§ **The problem**: Please copy out every line in the records below that includes the word "overcast".

Saved entries
= Beginning of Section =

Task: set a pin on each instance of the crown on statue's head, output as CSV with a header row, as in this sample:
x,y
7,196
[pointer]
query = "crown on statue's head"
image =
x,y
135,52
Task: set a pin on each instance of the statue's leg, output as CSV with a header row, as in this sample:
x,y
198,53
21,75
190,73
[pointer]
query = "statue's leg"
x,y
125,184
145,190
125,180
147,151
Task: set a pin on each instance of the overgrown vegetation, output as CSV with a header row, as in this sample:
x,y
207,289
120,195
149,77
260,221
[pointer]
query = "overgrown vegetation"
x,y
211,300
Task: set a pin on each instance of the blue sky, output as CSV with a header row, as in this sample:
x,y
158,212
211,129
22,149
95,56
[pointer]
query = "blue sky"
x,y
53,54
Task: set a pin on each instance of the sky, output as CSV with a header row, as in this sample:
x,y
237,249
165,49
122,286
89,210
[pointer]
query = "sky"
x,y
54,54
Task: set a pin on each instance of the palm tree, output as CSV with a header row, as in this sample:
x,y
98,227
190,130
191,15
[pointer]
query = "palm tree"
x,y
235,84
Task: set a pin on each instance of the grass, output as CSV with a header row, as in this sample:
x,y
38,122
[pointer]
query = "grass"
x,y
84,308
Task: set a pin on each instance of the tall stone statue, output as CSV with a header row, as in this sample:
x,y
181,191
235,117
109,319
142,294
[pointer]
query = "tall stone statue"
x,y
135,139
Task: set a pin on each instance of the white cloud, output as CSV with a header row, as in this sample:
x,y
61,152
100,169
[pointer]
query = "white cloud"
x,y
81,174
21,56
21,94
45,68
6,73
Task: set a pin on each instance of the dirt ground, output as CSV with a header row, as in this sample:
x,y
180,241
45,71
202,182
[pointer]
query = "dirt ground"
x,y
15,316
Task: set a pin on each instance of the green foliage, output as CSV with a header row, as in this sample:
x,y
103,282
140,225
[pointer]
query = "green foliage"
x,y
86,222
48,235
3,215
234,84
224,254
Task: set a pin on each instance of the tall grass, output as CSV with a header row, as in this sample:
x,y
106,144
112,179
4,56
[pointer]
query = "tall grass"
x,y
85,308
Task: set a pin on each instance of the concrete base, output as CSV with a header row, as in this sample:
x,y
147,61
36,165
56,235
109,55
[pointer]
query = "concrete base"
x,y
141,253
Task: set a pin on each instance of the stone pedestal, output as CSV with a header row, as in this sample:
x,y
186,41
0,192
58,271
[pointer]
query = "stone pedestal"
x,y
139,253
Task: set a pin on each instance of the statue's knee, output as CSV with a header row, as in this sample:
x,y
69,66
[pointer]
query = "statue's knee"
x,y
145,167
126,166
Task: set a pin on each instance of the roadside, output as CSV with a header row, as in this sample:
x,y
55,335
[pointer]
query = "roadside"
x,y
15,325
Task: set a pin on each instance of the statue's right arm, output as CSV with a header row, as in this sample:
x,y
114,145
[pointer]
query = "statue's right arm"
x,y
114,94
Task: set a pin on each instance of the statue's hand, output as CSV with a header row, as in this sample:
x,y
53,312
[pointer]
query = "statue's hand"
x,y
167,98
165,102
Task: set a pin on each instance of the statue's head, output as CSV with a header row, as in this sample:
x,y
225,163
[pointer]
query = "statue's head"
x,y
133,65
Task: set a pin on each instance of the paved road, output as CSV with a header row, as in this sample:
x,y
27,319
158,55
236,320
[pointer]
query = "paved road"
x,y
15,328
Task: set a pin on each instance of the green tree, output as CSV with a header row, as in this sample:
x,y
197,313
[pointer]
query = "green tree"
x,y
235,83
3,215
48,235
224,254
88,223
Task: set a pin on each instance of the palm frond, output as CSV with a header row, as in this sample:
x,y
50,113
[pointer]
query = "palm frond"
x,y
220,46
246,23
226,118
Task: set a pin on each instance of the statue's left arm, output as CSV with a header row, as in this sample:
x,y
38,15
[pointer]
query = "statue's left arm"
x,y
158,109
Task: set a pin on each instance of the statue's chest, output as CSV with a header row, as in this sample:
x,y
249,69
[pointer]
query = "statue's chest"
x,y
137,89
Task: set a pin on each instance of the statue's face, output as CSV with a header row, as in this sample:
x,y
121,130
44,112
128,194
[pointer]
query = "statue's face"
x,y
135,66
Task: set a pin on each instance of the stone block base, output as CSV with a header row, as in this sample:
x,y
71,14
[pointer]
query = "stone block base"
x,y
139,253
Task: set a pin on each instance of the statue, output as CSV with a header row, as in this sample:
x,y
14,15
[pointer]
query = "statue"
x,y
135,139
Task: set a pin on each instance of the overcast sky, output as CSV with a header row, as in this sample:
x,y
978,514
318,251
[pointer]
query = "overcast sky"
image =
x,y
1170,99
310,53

= End of Section =
= Beginning of Section =

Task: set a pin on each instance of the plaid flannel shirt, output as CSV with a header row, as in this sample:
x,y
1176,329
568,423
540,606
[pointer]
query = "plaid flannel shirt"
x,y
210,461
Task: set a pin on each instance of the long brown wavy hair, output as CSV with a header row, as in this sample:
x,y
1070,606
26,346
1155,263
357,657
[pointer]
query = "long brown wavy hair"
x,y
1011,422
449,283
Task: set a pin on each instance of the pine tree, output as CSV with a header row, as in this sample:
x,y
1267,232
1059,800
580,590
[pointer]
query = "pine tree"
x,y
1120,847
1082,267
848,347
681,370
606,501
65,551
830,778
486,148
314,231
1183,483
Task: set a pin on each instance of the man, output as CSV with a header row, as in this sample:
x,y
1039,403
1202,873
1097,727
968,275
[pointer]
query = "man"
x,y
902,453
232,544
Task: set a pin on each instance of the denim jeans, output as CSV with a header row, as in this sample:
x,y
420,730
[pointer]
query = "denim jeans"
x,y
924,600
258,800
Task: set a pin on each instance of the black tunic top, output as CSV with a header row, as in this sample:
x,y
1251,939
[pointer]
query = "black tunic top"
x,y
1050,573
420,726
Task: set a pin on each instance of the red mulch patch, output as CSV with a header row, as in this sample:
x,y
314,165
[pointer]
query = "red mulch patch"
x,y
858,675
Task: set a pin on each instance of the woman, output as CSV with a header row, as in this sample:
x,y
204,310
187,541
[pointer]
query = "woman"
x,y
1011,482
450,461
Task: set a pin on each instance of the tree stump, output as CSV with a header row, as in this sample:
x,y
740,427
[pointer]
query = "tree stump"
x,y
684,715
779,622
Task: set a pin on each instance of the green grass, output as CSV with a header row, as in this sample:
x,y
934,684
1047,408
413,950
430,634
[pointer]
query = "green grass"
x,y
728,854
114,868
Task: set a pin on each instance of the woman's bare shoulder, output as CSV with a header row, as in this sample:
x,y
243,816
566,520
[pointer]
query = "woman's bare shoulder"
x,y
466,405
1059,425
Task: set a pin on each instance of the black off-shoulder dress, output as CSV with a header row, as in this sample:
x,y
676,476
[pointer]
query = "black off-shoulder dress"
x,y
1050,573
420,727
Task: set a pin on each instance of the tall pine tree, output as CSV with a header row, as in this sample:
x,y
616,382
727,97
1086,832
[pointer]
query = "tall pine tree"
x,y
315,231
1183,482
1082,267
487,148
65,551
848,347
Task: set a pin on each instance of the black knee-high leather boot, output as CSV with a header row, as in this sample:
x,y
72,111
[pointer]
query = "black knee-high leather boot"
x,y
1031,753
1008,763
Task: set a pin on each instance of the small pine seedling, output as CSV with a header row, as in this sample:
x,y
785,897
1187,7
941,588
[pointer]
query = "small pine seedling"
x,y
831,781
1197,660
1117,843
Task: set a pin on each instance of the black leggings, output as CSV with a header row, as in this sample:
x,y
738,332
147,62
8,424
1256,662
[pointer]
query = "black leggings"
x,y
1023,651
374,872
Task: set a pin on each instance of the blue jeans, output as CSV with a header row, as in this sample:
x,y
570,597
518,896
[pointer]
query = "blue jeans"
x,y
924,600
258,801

= End of Section =

§ **Response box**:
Task: set a pin on each instance of the overcast sky, output as CSV with a header row, as in this sample:
query = "overcast sky"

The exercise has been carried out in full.